YOUR INSTRUCTIONS:
Each line of the data should be given again exactly.

SUPPLIED DATA:
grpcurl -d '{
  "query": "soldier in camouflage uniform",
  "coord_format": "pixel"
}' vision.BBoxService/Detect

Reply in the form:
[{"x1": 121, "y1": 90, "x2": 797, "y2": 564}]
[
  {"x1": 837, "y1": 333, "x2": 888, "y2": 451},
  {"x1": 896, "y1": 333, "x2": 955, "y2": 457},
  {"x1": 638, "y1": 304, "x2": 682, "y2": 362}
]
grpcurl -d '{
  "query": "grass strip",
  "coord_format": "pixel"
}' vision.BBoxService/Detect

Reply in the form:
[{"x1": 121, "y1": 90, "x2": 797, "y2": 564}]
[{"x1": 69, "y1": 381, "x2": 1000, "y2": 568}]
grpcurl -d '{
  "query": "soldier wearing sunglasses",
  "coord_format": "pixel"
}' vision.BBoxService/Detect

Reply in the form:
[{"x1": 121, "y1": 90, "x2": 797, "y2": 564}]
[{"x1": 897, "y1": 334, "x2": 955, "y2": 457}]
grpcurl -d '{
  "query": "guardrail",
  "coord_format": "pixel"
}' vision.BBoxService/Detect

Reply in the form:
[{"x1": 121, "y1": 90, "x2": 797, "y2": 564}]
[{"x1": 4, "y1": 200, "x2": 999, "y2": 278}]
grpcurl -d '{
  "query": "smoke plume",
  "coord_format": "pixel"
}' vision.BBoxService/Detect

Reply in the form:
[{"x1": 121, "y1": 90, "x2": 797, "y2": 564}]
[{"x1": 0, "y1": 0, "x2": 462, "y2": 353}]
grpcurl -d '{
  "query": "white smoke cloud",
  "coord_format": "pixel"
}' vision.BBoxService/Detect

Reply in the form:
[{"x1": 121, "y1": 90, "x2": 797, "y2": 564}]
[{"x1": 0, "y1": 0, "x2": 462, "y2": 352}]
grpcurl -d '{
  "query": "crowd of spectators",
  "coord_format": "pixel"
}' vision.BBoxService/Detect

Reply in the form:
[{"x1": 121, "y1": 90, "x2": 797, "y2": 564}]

SOLUTION FOR THIS TASK:
grpcurl -d '{
  "query": "soldier in camouflage uniform",
  "coord_format": "pixel"
}' vision.BBoxService/Detect

Reply in the form:
[{"x1": 121, "y1": 90, "x2": 797, "y2": 564}]
[
  {"x1": 837, "y1": 333, "x2": 888, "y2": 451},
  {"x1": 896, "y1": 333, "x2": 955, "y2": 457},
  {"x1": 638, "y1": 304, "x2": 682, "y2": 362}
]
grpcurl -d '{
  "query": "grass strip",
  "coord_format": "pixel"
}' vision.BBoxService/Detect

Reply in the form:
[{"x1": 121, "y1": 90, "x2": 797, "y2": 564}]
[{"x1": 69, "y1": 381, "x2": 1000, "y2": 568}]
grpcurl -d '{
  "query": "soldier wearing sunglasses",
  "coord_format": "pixel"
}' vision.BBoxService/Detect

Reply in the form:
[{"x1": 121, "y1": 90, "x2": 797, "y2": 564}]
[{"x1": 897, "y1": 334, "x2": 955, "y2": 457}]
grpcurl -d '{
  "query": "guardrail",
  "coord_format": "pixel"
}' vision.BBoxService/Detect

Reply in the form:
[{"x1": 121, "y1": 90, "x2": 797, "y2": 564}]
[{"x1": 4, "y1": 200, "x2": 999, "y2": 278}]
grpcurl -d '{
  "query": "smoke plume",
  "coord_format": "pixel"
}' vision.BBoxService/Detect

Reply in the form:
[{"x1": 121, "y1": 90, "x2": 797, "y2": 564}]
[{"x1": 0, "y1": 0, "x2": 462, "y2": 353}]
grpcurl -d '{
  "query": "white smoke cloud",
  "coord_format": "pixel"
}' vision.BBoxService/Detect

Reply in the form:
[{"x1": 121, "y1": 90, "x2": 797, "y2": 564}]
[{"x1": 0, "y1": 0, "x2": 462, "y2": 352}]
grpcurl -d '{
  "query": "crowd of spectators",
  "coord_format": "pixel"
}' vision.BBoxService/Detect

Reply in the form:
[{"x1": 121, "y1": 90, "x2": 797, "y2": 564}]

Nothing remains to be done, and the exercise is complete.